[Your task] Repeat each line exactly, leaving nothing out.

(Data records)

##########

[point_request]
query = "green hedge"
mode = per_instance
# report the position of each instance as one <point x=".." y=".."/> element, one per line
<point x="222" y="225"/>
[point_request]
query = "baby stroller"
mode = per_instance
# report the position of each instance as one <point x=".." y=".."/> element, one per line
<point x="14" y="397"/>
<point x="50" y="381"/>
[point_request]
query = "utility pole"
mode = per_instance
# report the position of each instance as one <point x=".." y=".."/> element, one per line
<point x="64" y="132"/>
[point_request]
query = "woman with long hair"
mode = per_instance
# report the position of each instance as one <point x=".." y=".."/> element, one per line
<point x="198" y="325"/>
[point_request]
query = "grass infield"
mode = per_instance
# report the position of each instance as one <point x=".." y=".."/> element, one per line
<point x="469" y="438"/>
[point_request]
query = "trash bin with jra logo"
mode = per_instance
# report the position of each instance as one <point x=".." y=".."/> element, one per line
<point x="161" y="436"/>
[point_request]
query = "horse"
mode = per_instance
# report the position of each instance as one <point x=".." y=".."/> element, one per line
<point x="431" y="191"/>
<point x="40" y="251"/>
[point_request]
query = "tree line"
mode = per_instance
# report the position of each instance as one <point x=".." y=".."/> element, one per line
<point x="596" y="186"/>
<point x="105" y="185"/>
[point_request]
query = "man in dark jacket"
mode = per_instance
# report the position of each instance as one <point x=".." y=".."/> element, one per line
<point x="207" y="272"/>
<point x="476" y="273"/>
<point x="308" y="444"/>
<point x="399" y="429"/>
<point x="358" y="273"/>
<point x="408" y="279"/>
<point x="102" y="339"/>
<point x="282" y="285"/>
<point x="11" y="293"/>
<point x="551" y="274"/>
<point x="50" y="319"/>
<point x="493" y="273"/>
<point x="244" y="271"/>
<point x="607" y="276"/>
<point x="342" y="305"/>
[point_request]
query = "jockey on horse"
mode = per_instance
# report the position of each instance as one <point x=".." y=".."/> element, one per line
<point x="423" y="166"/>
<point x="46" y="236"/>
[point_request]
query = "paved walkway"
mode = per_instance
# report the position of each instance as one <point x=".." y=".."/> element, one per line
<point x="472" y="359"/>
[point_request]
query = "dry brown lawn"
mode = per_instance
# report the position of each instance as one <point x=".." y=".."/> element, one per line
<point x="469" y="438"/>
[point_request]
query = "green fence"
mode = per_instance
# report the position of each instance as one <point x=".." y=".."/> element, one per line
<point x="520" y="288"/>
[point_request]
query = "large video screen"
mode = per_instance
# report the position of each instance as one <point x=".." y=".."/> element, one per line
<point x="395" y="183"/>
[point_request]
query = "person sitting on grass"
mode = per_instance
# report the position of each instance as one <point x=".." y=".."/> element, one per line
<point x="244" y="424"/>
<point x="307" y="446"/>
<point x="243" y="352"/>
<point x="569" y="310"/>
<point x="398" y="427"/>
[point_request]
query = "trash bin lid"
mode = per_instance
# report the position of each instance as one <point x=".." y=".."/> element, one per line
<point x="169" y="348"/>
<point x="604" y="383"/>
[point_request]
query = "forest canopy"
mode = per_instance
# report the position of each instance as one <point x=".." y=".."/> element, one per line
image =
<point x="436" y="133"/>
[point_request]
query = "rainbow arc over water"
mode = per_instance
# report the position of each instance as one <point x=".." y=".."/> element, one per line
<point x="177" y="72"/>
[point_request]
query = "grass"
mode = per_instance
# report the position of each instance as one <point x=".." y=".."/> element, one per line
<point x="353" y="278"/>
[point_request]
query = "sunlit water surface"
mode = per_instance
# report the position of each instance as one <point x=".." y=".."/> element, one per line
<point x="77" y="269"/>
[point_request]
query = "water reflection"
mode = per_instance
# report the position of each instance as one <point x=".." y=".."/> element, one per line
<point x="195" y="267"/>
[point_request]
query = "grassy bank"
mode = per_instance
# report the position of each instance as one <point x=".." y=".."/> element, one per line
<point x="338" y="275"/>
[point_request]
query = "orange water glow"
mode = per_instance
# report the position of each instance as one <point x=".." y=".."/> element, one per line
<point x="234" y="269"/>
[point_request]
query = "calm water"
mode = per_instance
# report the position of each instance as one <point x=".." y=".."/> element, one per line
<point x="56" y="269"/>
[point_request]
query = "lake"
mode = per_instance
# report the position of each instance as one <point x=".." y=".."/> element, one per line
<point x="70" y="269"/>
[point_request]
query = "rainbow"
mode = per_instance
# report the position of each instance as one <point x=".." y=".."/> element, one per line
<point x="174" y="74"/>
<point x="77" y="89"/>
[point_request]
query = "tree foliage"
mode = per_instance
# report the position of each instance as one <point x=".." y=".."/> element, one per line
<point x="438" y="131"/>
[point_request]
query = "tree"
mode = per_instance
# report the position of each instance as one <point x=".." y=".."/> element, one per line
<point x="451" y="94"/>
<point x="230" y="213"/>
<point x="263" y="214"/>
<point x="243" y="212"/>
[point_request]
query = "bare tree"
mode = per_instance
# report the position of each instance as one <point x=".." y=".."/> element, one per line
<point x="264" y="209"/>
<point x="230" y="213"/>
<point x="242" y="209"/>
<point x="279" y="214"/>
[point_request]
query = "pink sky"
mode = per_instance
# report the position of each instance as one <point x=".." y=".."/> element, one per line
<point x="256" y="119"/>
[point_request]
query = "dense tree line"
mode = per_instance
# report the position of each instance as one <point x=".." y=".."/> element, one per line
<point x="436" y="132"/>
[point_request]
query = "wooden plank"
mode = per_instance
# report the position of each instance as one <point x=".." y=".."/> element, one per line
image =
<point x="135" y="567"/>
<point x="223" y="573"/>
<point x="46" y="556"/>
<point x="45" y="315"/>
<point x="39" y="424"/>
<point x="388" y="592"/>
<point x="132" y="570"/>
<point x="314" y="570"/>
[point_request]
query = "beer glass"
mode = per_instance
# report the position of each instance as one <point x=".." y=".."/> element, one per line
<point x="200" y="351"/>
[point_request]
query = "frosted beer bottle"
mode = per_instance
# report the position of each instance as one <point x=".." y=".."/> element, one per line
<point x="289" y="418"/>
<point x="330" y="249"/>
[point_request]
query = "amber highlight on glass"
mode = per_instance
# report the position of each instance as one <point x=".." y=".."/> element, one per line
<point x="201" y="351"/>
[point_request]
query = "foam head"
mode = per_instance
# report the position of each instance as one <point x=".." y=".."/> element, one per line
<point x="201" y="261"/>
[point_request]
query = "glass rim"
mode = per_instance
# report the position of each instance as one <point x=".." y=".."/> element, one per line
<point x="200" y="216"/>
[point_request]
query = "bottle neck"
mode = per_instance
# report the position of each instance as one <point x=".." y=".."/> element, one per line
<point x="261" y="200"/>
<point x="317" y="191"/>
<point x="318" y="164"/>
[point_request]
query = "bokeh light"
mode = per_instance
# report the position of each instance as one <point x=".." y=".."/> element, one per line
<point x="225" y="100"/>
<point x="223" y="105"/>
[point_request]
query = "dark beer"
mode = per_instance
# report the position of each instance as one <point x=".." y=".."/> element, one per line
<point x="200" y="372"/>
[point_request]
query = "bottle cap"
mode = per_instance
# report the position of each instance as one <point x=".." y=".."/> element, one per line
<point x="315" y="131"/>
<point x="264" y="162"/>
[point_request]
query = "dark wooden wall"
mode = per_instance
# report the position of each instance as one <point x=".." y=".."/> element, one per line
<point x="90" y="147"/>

##########

[Solution to the exercise]
[point_request]
query = "green hedge"
mode = per_instance
# report the position of each instance as one <point x=".." y=".."/> element, one per line
<point x="222" y="225"/>
[point_request]
query = "baby stroller"
mode = per_instance
# report the position of each instance as one <point x=".." y=".."/> element, one per line
<point x="14" y="397"/>
<point x="50" y="381"/>
[point_request]
query = "utility pole"
mode = per_instance
# report the position of each instance as one <point x=".." y=".."/> element, one per line
<point x="64" y="132"/>
[point_request]
query = "woman with long hair"
mode = per_instance
# report the position of each instance as one <point x=".." y=".."/> element, one per line
<point x="198" y="325"/>
[point_request]
query = "grass infield"
mode = per_instance
# report the position of each instance as one <point x=".." y=".."/> element, one per line
<point x="469" y="438"/>
[point_request]
query = "trash bin with jra logo"
mode = per_instance
# report the position of each instance as one <point x=".." y=".."/> element, one per line
<point x="161" y="436"/>
[point_request]
query = "horse"
mode = per_instance
# report the position of each instance as one <point x=".." y=".."/> element, one per line
<point x="431" y="191"/>
<point x="40" y="251"/>
[point_request]
query = "tree line"
mode = per_instance
# report the position of each instance as one <point x=".." y=".."/> element, one per line
<point x="596" y="186"/>
<point x="105" y="185"/>
[point_request]
query = "man in dark jacket"
mode = per_instance
# report the position of each instance as one <point x=".." y=".."/> element, one per line
<point x="207" y="272"/>
<point x="476" y="273"/>
<point x="308" y="444"/>
<point x="399" y="429"/>
<point x="358" y="273"/>
<point x="408" y="279"/>
<point x="102" y="339"/>
<point x="282" y="285"/>
<point x="11" y="293"/>
<point x="551" y="274"/>
<point x="50" y="319"/>
<point x="493" y="273"/>
<point x="244" y="271"/>
<point x="607" y="276"/>
<point x="342" y="305"/>
[point_request]
query = "jockey on horse"
mode = per_instance
# report the position of each instance as one <point x=".." y=".."/> element, one per line
<point x="423" y="166"/>
<point x="46" y="236"/>
[point_request]
query = "paved walkway"
mode = per_instance
# report the position of each instance as one <point x=".." y=".."/> element, one per line
<point x="472" y="359"/>
[point_request]
query = "dry brown lawn"
mode = per_instance
# report the position of each instance as one <point x=".." y=".."/> element, one per line
<point x="469" y="438"/>
[point_request]
query = "green fence"
mode = per_instance
# report the position of each instance as one <point x=".." y=".."/> element, one per line
<point x="520" y="288"/>
[point_request]
query = "large video screen"
mode = per_instance
# report the position of each instance as one <point x=".." y=".."/> element, one per line
<point x="395" y="183"/>
[point_request]
query = "person sitting on grass"
mode = per_instance
# report the position of each instance as one <point x=".." y=".."/> element, one per line
<point x="244" y="424"/>
<point x="307" y="446"/>
<point x="243" y="352"/>
<point x="569" y="310"/>
<point x="398" y="427"/>
[point_request]
query = "trash bin lid"
mode = per_instance
# report the position of each instance as one <point x=".." y=".."/> element, one per line
<point x="169" y="348"/>
<point x="604" y="383"/>
[point_request]
query = "forest canopy"
mode = per_instance
# report the position of each instance as one <point x=".." y=".."/> element, one per line
image =
<point x="436" y="133"/>
[point_request]
query = "rainbow arc over water"
mode = per_instance
# report the position of each instance as one <point x=".." y=".."/> element, one per line
<point x="177" y="72"/>
[point_request]
query = "grass"
mode = per_instance
# report the position of each instance as one <point x=".." y=".."/> element, one per line
<point x="353" y="278"/>
[point_request]
query = "sunlit water surface"
mode = per_instance
# report the position of each instance as one <point x=".." y=".."/> element, one per line
<point x="77" y="269"/>
[point_request]
query = "water reflection"
mode = per_instance
# report the position of each instance as one <point x=".." y=".."/> element, one per line
<point x="195" y="267"/>
[point_request]
query = "grassy bank"
mode = per_instance
# report the position of each instance as one <point x=".." y=".."/> element, one per line
<point x="338" y="275"/>
[point_request]
query = "orange water glow"
mode = per_instance
# report the position of each instance as one <point x=".." y=".."/> element, one per line
<point x="234" y="269"/>
[point_request]
query = "calm water"
mode = per_instance
# report the position of each instance as one <point x=".." y=".."/> element, one per line
<point x="56" y="269"/>
[point_request]
query = "lake"
mode = per_instance
# report the position of each instance as one <point x=".." y=".."/> element, one per line
<point x="70" y="269"/>
[point_request]
query = "rainbow"
mode = per_instance
# report the position of each instance as one <point x=".." y=".."/> element, one per line
<point x="174" y="74"/>
<point x="77" y="89"/>
[point_request]
query = "tree foliage"
mode = per_instance
# report the position of each instance as one <point x=".." y=".."/> element, one per line
<point x="438" y="131"/>
[point_request]
query = "tree"
mode = per_instance
# report the position of each instance as one <point x=".." y=".."/> element, one per line
<point x="451" y="94"/>
<point x="230" y="213"/>
<point x="263" y="214"/>
<point x="243" y="212"/>
[point_request]
query = "bare tree"
mode = per_instance
# report the position of each instance as one <point x=".." y=".."/> element, one per line
<point x="264" y="209"/>
<point x="230" y="213"/>
<point x="242" y="209"/>
<point x="279" y="214"/>
[point_request]
query = "pink sky"
mode = per_instance
# report the position of each instance as one <point x=".." y=".."/> element, one per line
<point x="256" y="119"/>
[point_request]
query = "dense tree line"
mode = per_instance
# report the position of each instance as one <point x=".." y=".."/> element, one per line
<point x="436" y="132"/>
[point_request]
query = "wooden plank"
mode = per_instance
# report the position of each instance as one <point x=".." y=".."/> element, one per line
image =
<point x="135" y="567"/>
<point x="223" y="573"/>
<point x="46" y="556"/>
<point x="45" y="315"/>
<point x="39" y="424"/>
<point x="388" y="592"/>
<point x="132" y="570"/>
<point x="314" y="570"/>
[point_request]
query = "beer glass"
mode = per_instance
# report the position of each instance as one <point x=".." y=".."/> element, one per line
<point x="200" y="351"/>
[point_request]
query = "frosted beer bottle"
mode = per_instance
# report the position of each instance as one <point x=".." y=".."/> element, one per line
<point x="289" y="418"/>
<point x="330" y="249"/>
[point_request]
query = "amber highlight on glass"
mode = per_instance
# report the position of each instance as one <point x=".." y=".."/> element, one per line
<point x="201" y="351"/>
[point_request]
query = "foam head"
mode = per_instance
# report the position of each instance as one <point x=".." y=".."/> element, one per line
<point x="201" y="261"/>
[point_request]
query = "glass rim"
mode = per_instance
# report the position of each instance as one <point x=".." y=".."/> element, one per line
<point x="200" y="216"/>
[point_request]
query = "bottle neck"
mode = per_instance
# report the position of each instance as one <point x=".." y=".."/> element, one per line
<point x="261" y="200"/>
<point x="317" y="191"/>
<point x="318" y="164"/>
[point_request]
query = "bokeh light"
mode = per_instance
# report the position of each instance as one <point x=".." y=".."/> element, one per line
<point x="225" y="100"/>
<point x="223" y="105"/>
[point_request]
query = "dark beer"
mode = per_instance
# report the position of each instance as one <point x=".." y=".."/> element, one per line
<point x="200" y="372"/>
[point_request]
query = "bottle cap"
mode = per_instance
# report the position of each instance as one <point x=".." y=".."/> element, one per line
<point x="315" y="131"/>
<point x="264" y="162"/>
[point_request]
query = "dark wooden wall"
mode = per_instance
# report the position of each instance as one <point x=".." y=".."/> element, one per line
<point x="90" y="147"/>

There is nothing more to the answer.